Tuesday, Feb. 26 was a rough day for Michael Powers, the city manager of King City. Before sunup, six police officers and the acting chief’s brother had been arrested. A flurry of reporters would rotate on and off the City Hall lawn all week long. Making matters worse, Powers stepped on something – a pine cone, or an acorn – and twisted his ankle.

Two days later, he was still limping. Now it’s time to start limping toward recovery, even as FBI and District Attorney investigations into the King City Police Department continue.

That recovery got off to a rocky start. There was a Tuesday afternoon press conference, hours after all seven suspects bailed out, with about two dozen angry residents demanding answers.

There was no interpreter on hand, despite the fact that victims of the alleged scheme – in which police seized upwards of 200 cars, delivered them mostly to the chief’s brother’s tow pound, then gifted some to cops when the vehicle owners were unable to pay the fees – being mostly Latino and, in many cases, non-English speakers.

Juan Zaragoza, a 36-year-old ag irrigator, told a Univision TV reporter in Spanish that his car got impounded when he was pulled over for driving too fast, though he had a driver’s license from Mexico. When he returned to Miller’s Towing, his car was already gone, and so were his personal belongings, he said.

The day after the arrests, Powers appointed Dennis Hegwood as acting chief, based on his experience leading team-building workshops for the King City P.D. in the past. Besides a controversial history (visit www.mcweekly.com/kingcitycorruption for more on that), he doesn’t speak Spanish.

“That’s an opportunity that was lost today,” Assemblyman Luis Alejo, D-Watsonville, says. “The next chief should be someone who’s going to help build trust, especially with the Latino community. It should be someone who’s bilingual and able to communicate with the victims of this corruption scandal.”

· · · · ·

▸ **Request a**
From the King City article, write out the part that opens with the words containing "There was no" and closes with "cases, non-English speakers.".
The article and the records are unrelated material.

· · · · ·

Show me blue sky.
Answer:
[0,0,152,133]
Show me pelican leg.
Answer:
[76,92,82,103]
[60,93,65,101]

· · · · ·

▸ **Request b**
Output the lines of the records as a JSON list of strings, one string per line, with blank lines left out.

▸ **Exercise output a**
There was no interpreter on hand, despite the fact that victims of the alleged scheme – in which police seized upwards of 200 cars, delivered them mostly to the chief’s brother’s tow pound, then gifted some to cops when the vehicle owners were unable to pay the fees – being mostly Latino and, in many cases, non-English speakers.

▸ **Exercise output b**
[
  "Show me blue sky.",
  "Answer:",
  "[0,0,152,133]",
  "Show me pelican leg.",
  "Answer:",
  "[76,92,82,103]",
  "[60,93,65,101]"
]